:: What to produce ::
Copy down every one of the records below word for word, leaving out the pictures.

:: Dataset ::
++++++

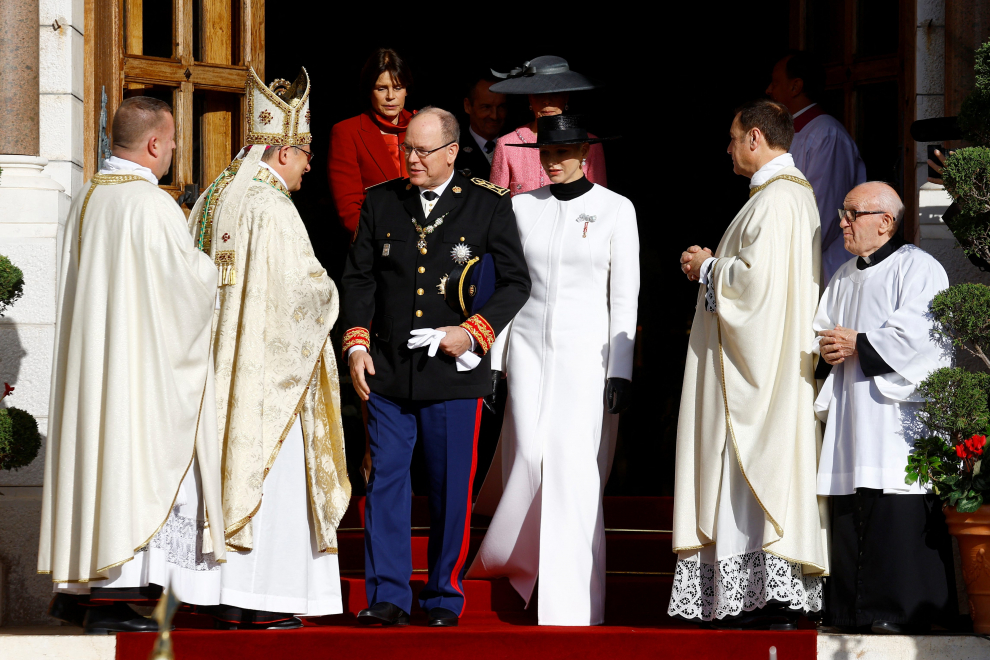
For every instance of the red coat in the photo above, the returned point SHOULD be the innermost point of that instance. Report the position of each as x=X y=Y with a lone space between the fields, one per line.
x=358 y=159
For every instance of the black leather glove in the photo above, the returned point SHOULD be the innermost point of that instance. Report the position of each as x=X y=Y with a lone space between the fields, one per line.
x=490 y=399
x=618 y=395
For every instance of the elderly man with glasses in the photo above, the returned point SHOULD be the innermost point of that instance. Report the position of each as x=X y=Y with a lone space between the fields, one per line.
x=405 y=290
x=892 y=568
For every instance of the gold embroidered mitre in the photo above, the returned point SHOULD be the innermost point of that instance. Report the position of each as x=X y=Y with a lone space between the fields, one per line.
x=279 y=113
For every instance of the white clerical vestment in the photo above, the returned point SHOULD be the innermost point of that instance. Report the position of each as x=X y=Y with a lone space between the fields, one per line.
x=285 y=483
x=132 y=474
x=748 y=527
x=871 y=423
x=576 y=330
x=828 y=156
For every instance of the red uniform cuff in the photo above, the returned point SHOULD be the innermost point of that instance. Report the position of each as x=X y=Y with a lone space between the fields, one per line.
x=481 y=331
x=356 y=337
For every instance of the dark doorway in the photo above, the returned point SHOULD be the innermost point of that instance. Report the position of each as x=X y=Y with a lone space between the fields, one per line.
x=672 y=82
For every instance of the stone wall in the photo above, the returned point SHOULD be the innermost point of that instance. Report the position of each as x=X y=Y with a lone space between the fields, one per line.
x=35 y=194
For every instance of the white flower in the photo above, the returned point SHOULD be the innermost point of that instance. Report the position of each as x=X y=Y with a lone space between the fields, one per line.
x=460 y=253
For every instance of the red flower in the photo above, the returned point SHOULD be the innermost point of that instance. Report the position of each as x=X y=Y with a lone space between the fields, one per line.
x=971 y=448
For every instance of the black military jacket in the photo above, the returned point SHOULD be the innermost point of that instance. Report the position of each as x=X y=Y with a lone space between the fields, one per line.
x=390 y=287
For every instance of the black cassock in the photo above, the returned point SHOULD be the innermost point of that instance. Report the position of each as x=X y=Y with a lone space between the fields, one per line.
x=891 y=561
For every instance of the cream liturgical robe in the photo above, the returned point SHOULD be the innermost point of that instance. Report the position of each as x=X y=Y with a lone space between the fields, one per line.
x=132 y=344
x=277 y=384
x=747 y=523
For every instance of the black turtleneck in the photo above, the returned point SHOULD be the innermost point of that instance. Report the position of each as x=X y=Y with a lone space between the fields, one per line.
x=884 y=251
x=568 y=191
x=871 y=362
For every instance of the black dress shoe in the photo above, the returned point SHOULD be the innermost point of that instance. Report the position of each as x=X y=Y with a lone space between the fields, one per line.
x=889 y=628
x=68 y=608
x=116 y=618
x=386 y=614
x=441 y=617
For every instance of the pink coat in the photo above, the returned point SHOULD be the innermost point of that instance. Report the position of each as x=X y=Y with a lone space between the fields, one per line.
x=519 y=168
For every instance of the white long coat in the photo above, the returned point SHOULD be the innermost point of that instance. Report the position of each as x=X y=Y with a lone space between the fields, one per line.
x=577 y=329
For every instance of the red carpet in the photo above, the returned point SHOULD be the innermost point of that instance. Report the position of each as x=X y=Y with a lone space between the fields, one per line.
x=495 y=624
x=484 y=637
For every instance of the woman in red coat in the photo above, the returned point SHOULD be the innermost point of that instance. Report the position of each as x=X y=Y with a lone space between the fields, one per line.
x=364 y=150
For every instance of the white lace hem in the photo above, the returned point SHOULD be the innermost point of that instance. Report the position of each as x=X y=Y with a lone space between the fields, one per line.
x=740 y=584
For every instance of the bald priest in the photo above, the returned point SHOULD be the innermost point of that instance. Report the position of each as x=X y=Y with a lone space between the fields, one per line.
x=748 y=529
x=132 y=474
x=876 y=344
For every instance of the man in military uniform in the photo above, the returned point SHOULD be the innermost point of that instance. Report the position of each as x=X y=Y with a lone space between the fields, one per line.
x=413 y=233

++++++

:: Task response ::
For every instance of the red coat in the photo above, the returned point SHOULD be the innermost point of that instance. Report the position of each as x=X y=Y with a lone space between the fields, one per line.
x=358 y=159
For every instance of the black leather glove in the photo above, the returned point SHOULD be the innermost point of that instance. Report the position of each as x=X y=Y with a lone space between the fields, one per line.
x=490 y=399
x=618 y=395
For every instance of the elderly man with glasses in the photo above, the returned point SHOULD be the innermost point of that instance. Report the position of each as x=X y=Y with a lone space between the fields, one per line.
x=405 y=290
x=892 y=568
For every instance of the gold embroidered mitre in the photo above, the returned point SHOULD be the innermost point of that instance. Report the position of each as x=X y=Y with a lone space between the fields, one per line.
x=279 y=113
For every instance of the white clerical vestment in the photo above, the returned point SHOULD be the innermost point of that instance. Report the position of each as x=X y=Y with a lone space between the fields, one per line.
x=285 y=483
x=132 y=474
x=748 y=527
x=871 y=423
x=576 y=330
x=828 y=156
For every instance of the red uniform cuff in the photo above, the returned point SHOULD be the innermost point of that instance. Report the position of each as x=X y=Y with a lone space between the fields, one per line.
x=481 y=331
x=356 y=337
For every instance of the dark doorway in the photo above, the returned point SHOULD be the innermost point of that instance. Report the position of each as x=X y=Y with a lone space between the fields, one per line.
x=672 y=82
For every instance of the stone wall in the photo above, the returned point SHOULD be the innermost point of that instance. Report the position of each as x=X y=Y with a lone space between the fields, one per line.
x=35 y=194
For every instance of the white flower in the photo above, the returned point SHOULD be the innermost point of that instance. Report the position of each as x=X y=Y with a lone space between the fields, one per line.
x=460 y=253
For every instance of the red flower in the photo above, the returned point SHOULD be the innermost point of that instance. Report the position of each as x=X y=Y with a lone space between the fields, one per line.
x=971 y=448
For every instance of the black military jacket in the photo above, the returned point SHOULD be the innermost point of that instance. Report the position of each as x=X y=Y with a lone space between the fields, one per line.
x=390 y=287
For every instance of the black cassock in the photo above, the returned point SHOULD be the innermost point of that instance. Report the position of each as x=X y=Y with a lone space between the fields, one per line.
x=891 y=561
For every instance of the cream liturgical robe in the photo above, the returned point SHOULD be the innermost point of that instance. Report the position of each as x=X y=Y with a lone space between the fields, one per line.
x=132 y=344
x=277 y=384
x=747 y=523
For every instance of the black turtleneck in the photo above, the returned point SHOULD be the innermost point of that instance. Report the position of each as x=X y=Y with a lone space between the fields, one per line.
x=884 y=251
x=568 y=191
x=871 y=362
For every instance of the black dress shoe in the photo above, the returned point SHOULD be the innermost point of that instance. Report the position of each as x=X y=Y with a lone space between the fields, one per line.
x=889 y=628
x=68 y=608
x=116 y=618
x=386 y=614
x=441 y=617
For every instance of the pink coat in the photo above, the returned point SHOULD be the innermost point of that instance. Report the position of each as x=X y=Y with a lone space between the fields, one per line.
x=519 y=168
For every instance of the white long coat in the photo above, the returned point SHOULD be the innermost point of that instance. Report the position of each as x=X y=Y with a lone space between the fields, one per line.
x=577 y=329
For every instance of the red carpet in the photo above, the returned point SHOULD be the innermost point of that instance. Report the position of each as x=X y=Y with a lone space between the fields, one per line.
x=495 y=624
x=484 y=637
For every instance of the woman in red coat in the photo above, the returned point SHOULD be the innermost point of that instance. Report the position of each as x=X y=Y with a lone space between the fields, one per line.
x=364 y=150
For every instance of the white lace hem in the photo above, the returned point SHOULD be the innermost point of that instance. Report the position of each as x=X y=Y with a lone space between the fields, one per line.
x=740 y=584
For every instance of the bald priest in the photo above, the returned point SHOULD be the innermost point of that instance. Report the position of each as x=X y=Y with a lone space between the fields, one per line.
x=748 y=529
x=132 y=474
x=876 y=344
For every instance of the man in military uniform in the photo above, the returned point SHOULD be the innermost point of that instance. Report the position of each as x=X y=Y with a lone space between the fields, one per line.
x=413 y=233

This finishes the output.